### Work instruction 1
List every organization named in the excerpt on tuberculosis deaths in Nigeria.
### Work instruction 2
Continue the excerpt on tuberculosis deaths in Nigeria, starting right after its last sentence.
Top of Excerpt
Tuberculosis, a pulmonary disease characterised by persistent coughing, killed more Nigerians in 2019 than the COVID-19 pandemic has so far done, health officials have said.
The 2020 WHO ‘global tuberculosis report’ indicated that an estimated 150,000 Nigerians died of TB in 2019 alone while the Nigeria Centre for Disease Control (NCDC) said 2,061 persons have died of COVID-19 in the country since the index case in February 2020.
The different datas suggest that COVID-19 has so far killed only about 1.4 per cent of the number killed by TB in 2019 alone.
This data on TB was discussed in Maiduguri on Tuesday at a media orientation on Tuberculosis organised by Breakthrough Action, an NGO supported by USAID.
The WHO report on TB said Nigeria has one of the highest numbers of people dying from the disease, “but only 31 per cent of the affected population have so far registered for treatment.”
It is estimated that 18 persons die of TB every hour in Nigeria.
Bottom of Excerpt
Top of Information provided
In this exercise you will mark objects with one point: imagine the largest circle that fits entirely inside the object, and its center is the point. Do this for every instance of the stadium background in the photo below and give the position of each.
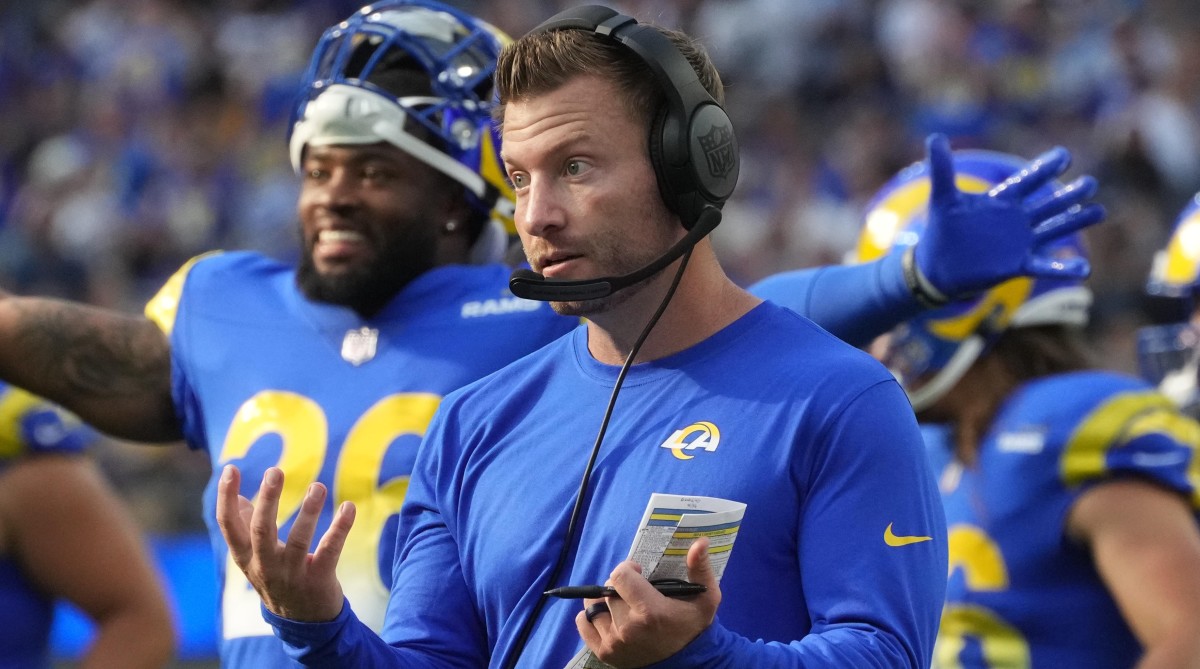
(137, 133)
Bottom of Information provided
### Response area 1
- WHO (World Health Organization)
- Nigeria Centre for Disease Control (NCDC)
- Breakthrough Action
- USAID

### Response area 2
The media training had participants joining in through Zoom from seven states of Nigeria and was aimed at using the media to rekindle awareness of the disease.
An official of the National Tuberculosis and Leprosy Control Programme (NTBLCP), Ebere Okoh, said the outbreak of COVID-19 last year has worsened the situation of the disease in Nigeria as patients suffering from the disease did not get access to medical treatment due to the lockdown.
Mrs Okoh said “2020 WHO Global Tuberculosis Report indicated that an estimated 150,000 people have died in Nigeria as a result of the disease in 2019 alone.”
She said the WHO report also revealed that 47 per cent of Nigerians who develop active TB infection are children.
The NTBLCP official said even though TB is more deadly than COVID-19, the Nigerian media still focus more attention on the pandemic.
“Sadly, the knowledge of TB transmission, its symptoms and prevention is still very low,” she told journalists connected to the virtual training.
“One case of untreated pulmonary TB can infect 10-15 persons in a year.”
Mrs Okoh said while the pandemic continues to get the media attention, TB, being a worse killer disease, should also be given publicity to save lives.
“If we must kick out TB in Nigeria, the media must partner with officials of NTBLCP and other health officials in advocacy and increased budgetary provision for the TB control programme.
A health official, Jumoke Adebari, said TB and COVID-19 share similar features and means of transmission.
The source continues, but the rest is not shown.